*Exercise input*
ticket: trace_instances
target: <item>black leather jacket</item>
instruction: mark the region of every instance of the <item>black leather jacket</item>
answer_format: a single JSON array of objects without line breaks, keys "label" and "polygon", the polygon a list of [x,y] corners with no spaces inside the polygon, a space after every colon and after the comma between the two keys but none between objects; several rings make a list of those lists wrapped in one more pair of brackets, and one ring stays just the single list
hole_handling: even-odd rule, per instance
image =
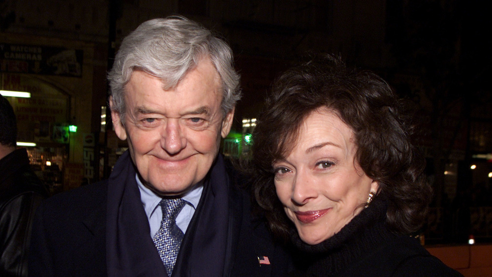
[{"label": "black leather jacket", "polygon": [[27,276],[34,210],[48,196],[26,149],[0,159],[0,276]]}]

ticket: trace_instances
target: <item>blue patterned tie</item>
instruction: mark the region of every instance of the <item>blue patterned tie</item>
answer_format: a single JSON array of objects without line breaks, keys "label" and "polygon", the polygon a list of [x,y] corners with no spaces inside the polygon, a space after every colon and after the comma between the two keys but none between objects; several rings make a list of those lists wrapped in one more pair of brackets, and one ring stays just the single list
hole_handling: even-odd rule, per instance
[{"label": "blue patterned tie", "polygon": [[166,267],[167,275],[171,276],[180,251],[183,232],[176,225],[176,216],[186,204],[182,199],[163,199],[159,205],[162,209],[160,229],[153,239],[160,258]]}]

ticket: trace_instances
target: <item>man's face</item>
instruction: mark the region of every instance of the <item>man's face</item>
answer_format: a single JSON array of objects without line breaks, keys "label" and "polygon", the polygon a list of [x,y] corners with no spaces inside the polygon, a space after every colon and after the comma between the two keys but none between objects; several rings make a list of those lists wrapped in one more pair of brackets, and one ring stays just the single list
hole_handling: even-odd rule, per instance
[{"label": "man's face", "polygon": [[179,195],[205,178],[234,110],[223,116],[220,77],[208,58],[176,88],[162,88],[159,79],[134,71],[125,88],[124,123],[118,113],[111,114],[145,185],[161,195]]}]

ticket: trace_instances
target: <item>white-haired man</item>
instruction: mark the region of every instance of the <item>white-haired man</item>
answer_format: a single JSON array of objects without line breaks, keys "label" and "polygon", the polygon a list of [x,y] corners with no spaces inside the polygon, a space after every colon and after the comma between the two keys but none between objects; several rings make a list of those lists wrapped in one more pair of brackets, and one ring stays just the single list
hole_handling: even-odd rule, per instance
[{"label": "white-haired man", "polygon": [[240,97],[232,59],[223,41],[183,18],[146,22],[125,38],[108,79],[115,129],[128,151],[108,181],[42,206],[31,272],[285,273],[289,259],[218,154]]}]

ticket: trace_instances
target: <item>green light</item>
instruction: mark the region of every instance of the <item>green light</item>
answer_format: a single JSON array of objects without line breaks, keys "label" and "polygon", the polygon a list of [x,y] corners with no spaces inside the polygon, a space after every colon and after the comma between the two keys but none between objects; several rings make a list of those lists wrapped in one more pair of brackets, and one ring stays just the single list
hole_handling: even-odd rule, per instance
[{"label": "green light", "polygon": [[246,142],[246,143],[248,144],[251,143],[251,134],[246,134],[245,135],[245,141]]}]

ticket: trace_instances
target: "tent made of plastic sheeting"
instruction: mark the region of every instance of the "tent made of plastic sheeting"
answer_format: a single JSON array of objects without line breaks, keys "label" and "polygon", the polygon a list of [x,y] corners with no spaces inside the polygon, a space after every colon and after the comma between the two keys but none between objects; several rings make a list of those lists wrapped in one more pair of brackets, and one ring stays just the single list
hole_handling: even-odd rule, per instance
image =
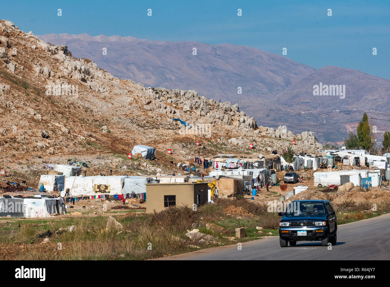
[{"label": "tent made of plastic sheeting", "polygon": [[223,176],[216,181],[215,187],[218,189],[219,196],[242,195],[244,194],[244,180]]},{"label": "tent made of plastic sheeting", "polygon": [[96,195],[96,193],[122,194],[127,175],[71,176],[65,179],[64,190],[71,196]]},{"label": "tent made of plastic sheeting", "polygon": [[[60,191],[64,190],[65,178],[65,175],[60,175],[58,174],[43,174],[41,176],[39,182],[43,184],[43,186],[46,190],[50,191]],[[61,183],[62,189],[60,189]]]},{"label": "tent made of plastic sheeting", "polygon": [[160,180],[160,183],[173,182],[188,182],[190,177],[188,175],[158,175],[153,178]]},{"label": "tent made of plastic sheeting", "polygon": [[64,201],[61,197],[0,197],[0,216],[48,217],[51,214],[62,215],[66,213]]},{"label": "tent made of plastic sheeting", "polygon": [[143,193],[146,192],[147,183],[152,180],[152,177],[140,176],[129,176],[124,179],[124,186],[122,190],[123,194],[126,193]]},{"label": "tent made of plastic sheeting", "polygon": [[133,148],[131,153],[135,154],[141,154],[142,158],[145,159],[153,159],[156,154],[156,148],[148,147],[147,145],[136,145]]},{"label": "tent made of plastic sheeting", "polygon": [[294,170],[300,170],[305,167],[305,159],[298,156],[295,157],[295,160],[292,163]]},{"label": "tent made of plastic sheeting", "polygon": [[366,151],[364,149],[318,149],[318,151],[324,151],[327,153],[333,153],[337,152],[347,152],[353,154],[356,154],[358,156],[365,156],[366,154],[370,154],[366,152]]},{"label": "tent made of plastic sheeting", "polygon": [[78,176],[81,173],[81,168],[69,165],[53,165],[53,170],[58,172],[62,172],[62,175],[67,177],[69,176]]},{"label": "tent made of plastic sheeting", "polygon": [[258,176],[262,182],[263,186],[264,186],[267,182],[271,180],[271,173],[267,168],[215,170],[212,170],[209,173],[209,176],[215,176],[217,174],[220,176],[228,177],[233,175],[252,175],[252,179],[257,178]]},{"label": "tent made of plastic sheeting", "polygon": [[[358,154],[353,154],[347,152],[345,152],[344,151],[336,152],[335,152],[332,153],[332,154],[334,155],[338,155],[342,158],[343,159],[346,157],[349,156],[349,165],[353,165],[356,163],[356,161],[355,160],[355,158],[359,158],[359,161],[360,163],[361,166],[364,166],[365,165],[365,163],[366,161],[366,158],[365,157],[365,156],[360,156]],[[330,154],[329,154],[330,155]]]},{"label": "tent made of plastic sheeting", "polygon": [[373,167],[378,167],[378,168],[382,168],[382,169],[387,170],[387,168],[388,167],[388,164],[387,163],[387,161],[377,161],[374,160],[372,161],[369,161],[369,164],[372,163],[372,165],[370,164],[370,167],[371,166]]},{"label": "tent made of plastic sheeting", "polygon": [[381,172],[369,172],[367,173],[367,177],[371,177],[372,186],[379,186],[382,185],[382,177]]},{"label": "tent made of plastic sheeting", "polygon": [[225,162],[230,163],[241,163],[241,160],[239,158],[229,158],[227,159],[225,161]]},{"label": "tent made of plastic sheeting", "polygon": [[[350,180],[353,180],[353,184],[356,186],[361,184],[361,179],[367,177],[368,170],[340,170],[335,172],[317,172],[314,173],[314,186],[317,187],[321,185],[322,186],[328,186],[332,184],[340,185],[341,179],[340,175],[349,175]],[[353,176],[358,175],[359,178]],[[360,179],[358,179],[360,178]],[[351,181],[351,182],[353,182]]]},{"label": "tent made of plastic sheeting", "polygon": [[280,170],[282,159],[278,154],[263,154],[262,158],[259,160],[264,161],[263,166],[264,168]]},{"label": "tent made of plastic sheeting", "polygon": [[211,183],[215,180],[215,178],[213,176],[190,176],[188,179],[189,182],[196,182],[198,181],[207,181]]}]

*Required work*
List every line of the material above in which the string "target" appears, copying each line in full.

*Finished task*
target: <item>black leather jacket</item>
target: <item>blue patterned tie</item>
target: <item>man's face</item>
target: <item>white-haired man</item>
target: <item>green light</item>
target: "tent made of plastic sheeting"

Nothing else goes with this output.